In your copy, leave out the pictures; write out all the data exactly.
--
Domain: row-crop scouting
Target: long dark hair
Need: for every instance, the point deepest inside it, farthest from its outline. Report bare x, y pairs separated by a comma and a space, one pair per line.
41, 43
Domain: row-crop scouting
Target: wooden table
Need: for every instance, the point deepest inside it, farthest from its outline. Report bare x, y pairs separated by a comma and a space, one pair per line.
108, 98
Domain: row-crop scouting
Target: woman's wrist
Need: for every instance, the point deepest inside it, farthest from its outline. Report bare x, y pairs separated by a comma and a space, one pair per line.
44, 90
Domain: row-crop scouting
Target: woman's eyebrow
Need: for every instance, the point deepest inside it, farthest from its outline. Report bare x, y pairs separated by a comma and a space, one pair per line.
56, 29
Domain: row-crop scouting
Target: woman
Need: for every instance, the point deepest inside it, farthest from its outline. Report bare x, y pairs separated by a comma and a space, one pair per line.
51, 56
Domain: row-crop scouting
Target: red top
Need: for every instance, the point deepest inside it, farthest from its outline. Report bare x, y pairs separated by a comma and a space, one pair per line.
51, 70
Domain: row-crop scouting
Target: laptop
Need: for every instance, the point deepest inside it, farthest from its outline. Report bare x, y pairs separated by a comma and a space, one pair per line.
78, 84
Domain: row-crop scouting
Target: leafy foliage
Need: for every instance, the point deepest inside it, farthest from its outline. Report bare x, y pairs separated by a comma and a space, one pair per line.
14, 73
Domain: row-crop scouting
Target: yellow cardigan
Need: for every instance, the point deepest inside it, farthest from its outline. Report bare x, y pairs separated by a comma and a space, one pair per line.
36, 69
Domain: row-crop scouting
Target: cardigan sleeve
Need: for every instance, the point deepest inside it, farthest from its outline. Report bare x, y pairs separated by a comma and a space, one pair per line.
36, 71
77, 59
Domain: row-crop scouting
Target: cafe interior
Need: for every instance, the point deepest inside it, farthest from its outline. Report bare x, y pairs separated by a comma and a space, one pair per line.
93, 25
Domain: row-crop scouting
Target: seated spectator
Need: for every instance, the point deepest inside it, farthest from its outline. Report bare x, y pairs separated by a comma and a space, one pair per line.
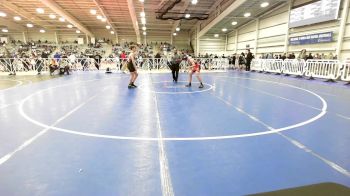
53, 66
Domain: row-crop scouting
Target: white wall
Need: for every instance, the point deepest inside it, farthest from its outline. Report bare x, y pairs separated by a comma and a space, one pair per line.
--
THE REPLY -
Domain: row-crop scouting
Target: long dark hair
Need: for every instance, the point deepest inside it, farthest from its outline. Report bare x, y pairs separated by a comma and a space, one pair per line.
41, 43
Domain: row-crop scouting
Target: wooden table
Need: for every instance, the point deepest inside it, farthest from its outline. Report bare x, y pairs separated by a comma and a space, one pair per line.
108, 98
Domain: row-crop scouting
Target: woman's wrist
Need: for every instance, the point deepest inside it, farthest from its outline. Report bare x, y pairs separated by a comma and a space, one pair per line.
44, 90
Domain: row-crop scouting
Target: woman's eyebrow
Need: for every instance, the point deepest inside it, farthest from its outline. Report bare x, y pairs separated by a comma and a space, one pair per line.
56, 29
Domain: row-crop scouting
Target: woman
Need: for every instance, the point deepest inside it, farthest from its outline. Report bare x, y pairs separated by a comma and a space, one pair per line.
51, 56
Domain: row-crop scouting
Target: red top
Need: for every instance, the point deepest inside it, farthest from its outline. Report bare x, y pairs separated by a comma and a space, one pair per line.
51, 70
Domain: row-crop scouting
Target: laptop
Need: for every instance, the point deepest inside it, farthest from its outline. Report bare x, y pairs separated by a comma and a space, one pair per line.
78, 84
Domain: row-crop scouting
Target: leafy foliage
Need: for every instance, the point deepest inside it, farthest from its outline. Report bare x, y pairs separated by a comma and a space, one pair per line.
14, 73
Domain: row-crop scouting
Target: yellow cardigan
Need: for every instance, the point deepest inside it, farthest from its outline. Report bare x, y pairs separated by a comma and a space, one pair per line.
36, 69
Domain: row-crop scouting
Target: cardigan sleeve
Need: for every instance, the point deepest inside it, farthest from its outline. Report bare x, y pairs separated by a comma and a space, one pair per line.
36, 71
77, 59
Domain: row-crop scouting
Target: cafe interior
Need: for every instance, the point deepest inside it, farthest from its outline. Report bare x, y pairs separated by a comma and a space, one pair per line.
93, 25
Domain: row-crop scouting
Target: seated spectator
Need: for every instance, the point deepest inside it, farthest from its outline. Report bare x, y pairs separated by a comma and a space, one pair per line.
53, 66
Domain: row-crop scouting
Target: white wall
Need: for every instance, the point deepest inside it, farthest from its outline. Report bare x, y pairs separated by a comma and a space, one pair per line.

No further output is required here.